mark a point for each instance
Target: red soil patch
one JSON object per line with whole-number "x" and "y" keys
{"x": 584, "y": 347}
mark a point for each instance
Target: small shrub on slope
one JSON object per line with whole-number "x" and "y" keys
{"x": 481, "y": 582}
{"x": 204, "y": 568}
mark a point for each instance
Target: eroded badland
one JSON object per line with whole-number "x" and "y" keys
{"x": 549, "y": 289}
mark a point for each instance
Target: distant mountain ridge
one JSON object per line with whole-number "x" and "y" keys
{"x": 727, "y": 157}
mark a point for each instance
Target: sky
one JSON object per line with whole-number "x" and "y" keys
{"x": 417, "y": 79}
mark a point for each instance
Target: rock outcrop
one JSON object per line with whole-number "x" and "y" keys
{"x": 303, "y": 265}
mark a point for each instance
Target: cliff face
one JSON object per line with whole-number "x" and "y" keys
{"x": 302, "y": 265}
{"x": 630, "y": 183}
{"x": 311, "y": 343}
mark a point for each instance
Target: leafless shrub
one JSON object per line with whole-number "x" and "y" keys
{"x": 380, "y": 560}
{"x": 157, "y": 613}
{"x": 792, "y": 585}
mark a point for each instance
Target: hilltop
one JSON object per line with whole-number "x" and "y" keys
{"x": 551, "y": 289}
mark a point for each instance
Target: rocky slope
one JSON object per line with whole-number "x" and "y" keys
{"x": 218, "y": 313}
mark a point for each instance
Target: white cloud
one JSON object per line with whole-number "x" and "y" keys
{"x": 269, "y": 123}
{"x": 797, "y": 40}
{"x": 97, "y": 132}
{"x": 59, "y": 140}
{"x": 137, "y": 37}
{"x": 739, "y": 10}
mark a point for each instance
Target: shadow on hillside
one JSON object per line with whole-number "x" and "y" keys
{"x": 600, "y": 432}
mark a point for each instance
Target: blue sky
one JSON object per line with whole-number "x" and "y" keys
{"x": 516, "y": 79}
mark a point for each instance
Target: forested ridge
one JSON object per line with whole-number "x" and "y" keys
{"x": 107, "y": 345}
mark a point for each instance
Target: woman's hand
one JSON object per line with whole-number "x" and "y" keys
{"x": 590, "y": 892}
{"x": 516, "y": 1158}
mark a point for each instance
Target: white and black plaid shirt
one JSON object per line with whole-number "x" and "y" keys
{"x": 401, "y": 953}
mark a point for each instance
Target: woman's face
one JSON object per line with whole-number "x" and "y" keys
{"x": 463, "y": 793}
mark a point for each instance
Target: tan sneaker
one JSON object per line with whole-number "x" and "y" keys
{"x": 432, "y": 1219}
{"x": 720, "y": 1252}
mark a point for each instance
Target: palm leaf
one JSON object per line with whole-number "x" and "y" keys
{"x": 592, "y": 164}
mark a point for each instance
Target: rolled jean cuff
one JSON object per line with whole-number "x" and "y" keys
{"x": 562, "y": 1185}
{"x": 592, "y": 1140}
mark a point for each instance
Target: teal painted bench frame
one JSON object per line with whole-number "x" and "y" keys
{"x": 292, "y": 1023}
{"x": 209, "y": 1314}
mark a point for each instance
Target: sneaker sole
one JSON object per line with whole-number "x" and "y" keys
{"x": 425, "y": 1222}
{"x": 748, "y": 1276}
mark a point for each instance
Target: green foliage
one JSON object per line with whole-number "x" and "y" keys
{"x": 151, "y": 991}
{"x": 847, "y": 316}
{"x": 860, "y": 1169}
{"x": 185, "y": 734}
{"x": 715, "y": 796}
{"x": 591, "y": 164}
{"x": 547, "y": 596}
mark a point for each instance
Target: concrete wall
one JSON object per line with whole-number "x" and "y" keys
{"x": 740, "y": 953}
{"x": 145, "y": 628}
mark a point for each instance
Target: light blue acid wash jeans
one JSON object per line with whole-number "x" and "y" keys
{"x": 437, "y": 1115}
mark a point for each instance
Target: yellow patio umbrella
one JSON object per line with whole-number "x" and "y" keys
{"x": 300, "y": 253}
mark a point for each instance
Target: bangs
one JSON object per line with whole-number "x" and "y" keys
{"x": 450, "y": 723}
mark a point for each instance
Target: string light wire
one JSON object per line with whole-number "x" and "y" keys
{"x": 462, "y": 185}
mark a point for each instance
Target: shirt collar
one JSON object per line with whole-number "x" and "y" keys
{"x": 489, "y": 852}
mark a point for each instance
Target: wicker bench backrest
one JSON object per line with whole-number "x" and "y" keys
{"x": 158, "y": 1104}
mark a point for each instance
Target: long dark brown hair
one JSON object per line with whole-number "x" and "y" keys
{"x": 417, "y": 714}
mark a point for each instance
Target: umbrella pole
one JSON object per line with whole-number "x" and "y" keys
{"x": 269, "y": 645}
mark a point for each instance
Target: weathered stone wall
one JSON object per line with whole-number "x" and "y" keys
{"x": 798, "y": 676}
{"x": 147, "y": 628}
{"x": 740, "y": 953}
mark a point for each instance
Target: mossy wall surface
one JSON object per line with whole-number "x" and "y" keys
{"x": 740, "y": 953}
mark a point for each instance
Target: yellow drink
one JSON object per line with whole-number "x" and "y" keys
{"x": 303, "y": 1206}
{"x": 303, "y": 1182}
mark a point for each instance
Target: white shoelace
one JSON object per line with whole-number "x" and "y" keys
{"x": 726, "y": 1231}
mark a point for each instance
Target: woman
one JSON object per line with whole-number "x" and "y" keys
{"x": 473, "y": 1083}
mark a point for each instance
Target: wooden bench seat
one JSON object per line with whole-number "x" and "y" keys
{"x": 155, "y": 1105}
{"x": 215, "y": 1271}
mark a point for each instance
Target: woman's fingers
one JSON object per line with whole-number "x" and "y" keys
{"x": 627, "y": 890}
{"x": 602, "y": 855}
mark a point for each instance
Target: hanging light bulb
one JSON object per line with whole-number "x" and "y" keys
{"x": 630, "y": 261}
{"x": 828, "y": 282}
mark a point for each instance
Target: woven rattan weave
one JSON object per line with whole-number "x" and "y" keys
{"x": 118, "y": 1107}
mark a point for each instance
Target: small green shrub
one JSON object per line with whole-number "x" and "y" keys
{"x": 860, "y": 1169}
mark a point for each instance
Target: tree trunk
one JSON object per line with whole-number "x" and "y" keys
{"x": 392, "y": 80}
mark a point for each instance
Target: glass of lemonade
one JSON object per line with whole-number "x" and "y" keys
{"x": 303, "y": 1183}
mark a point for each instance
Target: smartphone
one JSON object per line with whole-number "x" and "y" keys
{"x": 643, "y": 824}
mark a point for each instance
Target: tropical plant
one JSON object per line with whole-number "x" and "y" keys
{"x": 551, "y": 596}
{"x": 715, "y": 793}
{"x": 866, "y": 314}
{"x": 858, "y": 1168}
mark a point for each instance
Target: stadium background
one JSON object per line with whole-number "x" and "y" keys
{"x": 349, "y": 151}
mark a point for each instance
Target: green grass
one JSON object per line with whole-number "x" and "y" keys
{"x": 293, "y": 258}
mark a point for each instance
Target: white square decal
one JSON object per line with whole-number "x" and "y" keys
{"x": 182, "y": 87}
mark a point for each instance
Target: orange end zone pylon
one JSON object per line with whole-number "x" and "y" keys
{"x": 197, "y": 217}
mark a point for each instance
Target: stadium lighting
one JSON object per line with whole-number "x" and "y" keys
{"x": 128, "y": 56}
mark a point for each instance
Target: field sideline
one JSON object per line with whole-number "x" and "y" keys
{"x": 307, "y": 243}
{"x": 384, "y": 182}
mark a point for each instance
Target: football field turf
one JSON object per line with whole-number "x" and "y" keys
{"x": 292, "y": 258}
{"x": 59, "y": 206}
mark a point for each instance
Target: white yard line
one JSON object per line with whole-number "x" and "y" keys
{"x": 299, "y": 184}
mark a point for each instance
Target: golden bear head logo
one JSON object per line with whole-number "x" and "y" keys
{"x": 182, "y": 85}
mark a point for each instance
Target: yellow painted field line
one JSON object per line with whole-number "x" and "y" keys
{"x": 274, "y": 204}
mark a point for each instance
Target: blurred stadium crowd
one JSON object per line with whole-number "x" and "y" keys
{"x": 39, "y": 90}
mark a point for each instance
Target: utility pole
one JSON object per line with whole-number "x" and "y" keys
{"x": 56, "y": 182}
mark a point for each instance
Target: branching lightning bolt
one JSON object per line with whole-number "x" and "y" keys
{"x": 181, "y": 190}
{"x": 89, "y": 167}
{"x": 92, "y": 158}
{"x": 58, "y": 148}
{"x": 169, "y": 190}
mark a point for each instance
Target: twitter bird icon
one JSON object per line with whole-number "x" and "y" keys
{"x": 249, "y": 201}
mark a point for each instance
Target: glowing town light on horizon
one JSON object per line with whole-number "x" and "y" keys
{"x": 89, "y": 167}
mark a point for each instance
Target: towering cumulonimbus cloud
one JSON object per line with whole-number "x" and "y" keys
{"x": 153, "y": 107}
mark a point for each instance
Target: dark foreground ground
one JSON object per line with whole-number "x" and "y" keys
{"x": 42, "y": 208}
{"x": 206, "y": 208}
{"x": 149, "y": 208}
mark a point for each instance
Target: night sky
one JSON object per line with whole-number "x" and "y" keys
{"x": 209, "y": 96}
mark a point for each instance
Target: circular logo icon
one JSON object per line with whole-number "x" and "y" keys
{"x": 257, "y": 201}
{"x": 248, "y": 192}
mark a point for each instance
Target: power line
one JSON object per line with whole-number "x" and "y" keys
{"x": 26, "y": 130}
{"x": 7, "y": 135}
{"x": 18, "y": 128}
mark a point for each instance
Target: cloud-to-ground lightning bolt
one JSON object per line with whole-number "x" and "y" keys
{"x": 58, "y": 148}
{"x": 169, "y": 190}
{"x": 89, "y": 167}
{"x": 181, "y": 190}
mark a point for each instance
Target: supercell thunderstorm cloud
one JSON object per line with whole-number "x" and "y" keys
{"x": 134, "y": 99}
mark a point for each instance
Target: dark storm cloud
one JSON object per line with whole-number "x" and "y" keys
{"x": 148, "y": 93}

+++

__Given problem__.
Pick out every line in the records above that contains the word "white", and copy each of those lines.

__Response to this exercise__.
Target: white cloud
Target: white and black plaid shirt
Target: white shoelace
Target: white square decal
Target: white yard line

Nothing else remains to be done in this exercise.